• Problem statement: All lines from the one containing "Target: cat's eye" to the end of the entries below must be output exactly, and no other lines.

• Provided data:
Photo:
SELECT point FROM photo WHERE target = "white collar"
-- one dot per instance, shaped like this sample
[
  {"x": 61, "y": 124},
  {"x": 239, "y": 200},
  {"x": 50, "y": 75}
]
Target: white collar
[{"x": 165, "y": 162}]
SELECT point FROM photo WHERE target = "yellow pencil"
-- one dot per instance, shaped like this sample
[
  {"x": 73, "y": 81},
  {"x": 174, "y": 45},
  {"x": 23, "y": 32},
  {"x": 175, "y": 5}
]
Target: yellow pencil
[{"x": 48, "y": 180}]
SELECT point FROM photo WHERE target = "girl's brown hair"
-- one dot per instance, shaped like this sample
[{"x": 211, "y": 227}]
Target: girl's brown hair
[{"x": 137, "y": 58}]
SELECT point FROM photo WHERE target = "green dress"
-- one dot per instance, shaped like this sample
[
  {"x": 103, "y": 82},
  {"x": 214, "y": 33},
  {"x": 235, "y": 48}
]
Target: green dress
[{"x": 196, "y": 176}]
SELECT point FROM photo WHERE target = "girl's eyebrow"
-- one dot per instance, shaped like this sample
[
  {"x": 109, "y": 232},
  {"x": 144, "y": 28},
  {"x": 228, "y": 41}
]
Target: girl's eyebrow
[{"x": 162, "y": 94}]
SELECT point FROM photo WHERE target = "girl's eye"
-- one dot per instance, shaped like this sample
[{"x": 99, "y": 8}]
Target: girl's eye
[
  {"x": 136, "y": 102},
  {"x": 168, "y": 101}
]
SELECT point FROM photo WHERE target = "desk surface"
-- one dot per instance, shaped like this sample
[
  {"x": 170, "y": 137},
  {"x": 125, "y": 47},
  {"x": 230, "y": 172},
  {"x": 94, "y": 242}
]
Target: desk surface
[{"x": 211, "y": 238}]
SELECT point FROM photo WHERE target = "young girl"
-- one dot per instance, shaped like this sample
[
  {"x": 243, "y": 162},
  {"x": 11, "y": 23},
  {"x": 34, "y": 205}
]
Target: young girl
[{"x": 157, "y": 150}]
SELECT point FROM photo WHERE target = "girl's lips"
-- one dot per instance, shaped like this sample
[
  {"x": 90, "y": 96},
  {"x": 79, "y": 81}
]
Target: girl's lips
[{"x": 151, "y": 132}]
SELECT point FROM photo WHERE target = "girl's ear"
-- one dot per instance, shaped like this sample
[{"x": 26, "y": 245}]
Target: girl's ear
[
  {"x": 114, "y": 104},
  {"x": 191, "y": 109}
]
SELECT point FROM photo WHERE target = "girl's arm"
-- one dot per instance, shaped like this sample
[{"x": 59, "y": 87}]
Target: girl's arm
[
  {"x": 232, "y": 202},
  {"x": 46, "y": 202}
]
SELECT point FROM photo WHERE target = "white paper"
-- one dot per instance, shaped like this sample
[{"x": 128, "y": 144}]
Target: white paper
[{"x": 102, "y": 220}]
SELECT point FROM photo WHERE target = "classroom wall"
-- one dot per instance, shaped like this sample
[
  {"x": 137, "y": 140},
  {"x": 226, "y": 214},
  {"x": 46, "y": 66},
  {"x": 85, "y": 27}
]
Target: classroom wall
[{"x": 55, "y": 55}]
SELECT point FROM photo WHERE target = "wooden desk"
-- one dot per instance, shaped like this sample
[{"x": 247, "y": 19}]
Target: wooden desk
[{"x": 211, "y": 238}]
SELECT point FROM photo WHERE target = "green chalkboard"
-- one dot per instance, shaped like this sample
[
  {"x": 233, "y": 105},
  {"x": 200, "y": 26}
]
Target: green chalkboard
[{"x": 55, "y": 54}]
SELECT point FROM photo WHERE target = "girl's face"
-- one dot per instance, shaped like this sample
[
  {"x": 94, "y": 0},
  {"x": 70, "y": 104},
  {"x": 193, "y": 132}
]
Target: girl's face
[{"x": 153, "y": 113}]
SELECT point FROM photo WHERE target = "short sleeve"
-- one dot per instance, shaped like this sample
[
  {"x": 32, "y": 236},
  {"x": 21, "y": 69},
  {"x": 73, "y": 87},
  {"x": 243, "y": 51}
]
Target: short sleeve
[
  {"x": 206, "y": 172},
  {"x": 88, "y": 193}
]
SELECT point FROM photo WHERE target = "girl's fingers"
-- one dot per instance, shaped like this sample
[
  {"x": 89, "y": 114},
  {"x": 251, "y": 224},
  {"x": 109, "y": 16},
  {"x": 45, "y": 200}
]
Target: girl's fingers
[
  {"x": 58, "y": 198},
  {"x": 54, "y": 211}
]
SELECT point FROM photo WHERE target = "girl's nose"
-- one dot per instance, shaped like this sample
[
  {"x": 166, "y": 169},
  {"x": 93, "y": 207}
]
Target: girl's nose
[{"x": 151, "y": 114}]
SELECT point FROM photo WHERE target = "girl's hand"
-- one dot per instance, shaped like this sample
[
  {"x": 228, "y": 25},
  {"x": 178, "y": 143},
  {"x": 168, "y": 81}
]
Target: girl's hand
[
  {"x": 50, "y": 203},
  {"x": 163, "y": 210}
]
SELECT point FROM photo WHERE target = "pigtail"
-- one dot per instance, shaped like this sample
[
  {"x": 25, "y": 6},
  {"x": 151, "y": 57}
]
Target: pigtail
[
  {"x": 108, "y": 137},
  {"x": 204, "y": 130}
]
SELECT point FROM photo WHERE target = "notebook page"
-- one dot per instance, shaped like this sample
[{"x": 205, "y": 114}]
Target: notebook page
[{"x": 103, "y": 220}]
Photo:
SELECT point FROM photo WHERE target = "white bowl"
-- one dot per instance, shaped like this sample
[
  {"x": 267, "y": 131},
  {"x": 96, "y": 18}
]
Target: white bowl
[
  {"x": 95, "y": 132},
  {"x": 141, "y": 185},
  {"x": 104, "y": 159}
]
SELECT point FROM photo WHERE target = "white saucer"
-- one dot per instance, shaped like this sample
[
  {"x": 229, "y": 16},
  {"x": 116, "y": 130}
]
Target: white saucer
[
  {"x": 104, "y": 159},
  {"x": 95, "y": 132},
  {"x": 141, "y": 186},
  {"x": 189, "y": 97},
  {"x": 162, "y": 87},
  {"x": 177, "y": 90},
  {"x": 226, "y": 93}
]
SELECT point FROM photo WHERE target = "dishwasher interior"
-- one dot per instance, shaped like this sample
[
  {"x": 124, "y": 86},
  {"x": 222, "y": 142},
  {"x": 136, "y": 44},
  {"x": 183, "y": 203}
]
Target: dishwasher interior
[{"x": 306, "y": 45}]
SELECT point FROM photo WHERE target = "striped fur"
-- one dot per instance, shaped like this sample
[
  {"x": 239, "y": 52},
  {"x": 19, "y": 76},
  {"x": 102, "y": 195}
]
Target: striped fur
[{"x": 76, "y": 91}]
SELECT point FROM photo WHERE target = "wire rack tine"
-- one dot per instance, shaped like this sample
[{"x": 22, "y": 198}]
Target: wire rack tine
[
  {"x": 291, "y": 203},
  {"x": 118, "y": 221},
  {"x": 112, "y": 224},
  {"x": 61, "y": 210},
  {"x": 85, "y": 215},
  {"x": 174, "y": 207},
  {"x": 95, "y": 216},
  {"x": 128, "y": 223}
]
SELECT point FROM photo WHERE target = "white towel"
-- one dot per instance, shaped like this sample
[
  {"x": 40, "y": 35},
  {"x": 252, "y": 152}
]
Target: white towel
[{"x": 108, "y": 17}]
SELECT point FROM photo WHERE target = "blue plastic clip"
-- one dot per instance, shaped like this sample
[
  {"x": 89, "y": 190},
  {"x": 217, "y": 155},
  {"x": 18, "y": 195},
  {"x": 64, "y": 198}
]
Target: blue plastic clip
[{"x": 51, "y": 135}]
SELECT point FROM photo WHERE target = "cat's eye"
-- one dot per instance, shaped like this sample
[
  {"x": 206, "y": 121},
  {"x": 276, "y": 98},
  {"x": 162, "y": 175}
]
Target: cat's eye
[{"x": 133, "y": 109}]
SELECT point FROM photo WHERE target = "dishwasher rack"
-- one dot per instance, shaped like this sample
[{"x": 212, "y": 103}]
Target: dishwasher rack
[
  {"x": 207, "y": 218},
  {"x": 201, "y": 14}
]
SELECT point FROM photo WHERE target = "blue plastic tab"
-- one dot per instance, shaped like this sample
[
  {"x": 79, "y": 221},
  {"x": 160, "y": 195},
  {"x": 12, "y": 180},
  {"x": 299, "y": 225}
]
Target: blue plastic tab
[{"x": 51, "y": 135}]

• Solution to this exercise:
Target: cat's eye
[{"x": 133, "y": 109}]
SELECT point FROM photo WHERE target = "dishwasher rack"
-- one dot per instance, shaped like this sample
[{"x": 212, "y": 103}]
Target: dishwasher rack
[
  {"x": 207, "y": 218},
  {"x": 201, "y": 14}
]
SELECT point FROM photo WHERE target = "blue plastic tab"
-- one dot per instance, shaped like this sample
[
  {"x": 79, "y": 221},
  {"x": 160, "y": 195},
  {"x": 12, "y": 180},
  {"x": 299, "y": 225}
]
Target: blue plastic tab
[{"x": 51, "y": 135}]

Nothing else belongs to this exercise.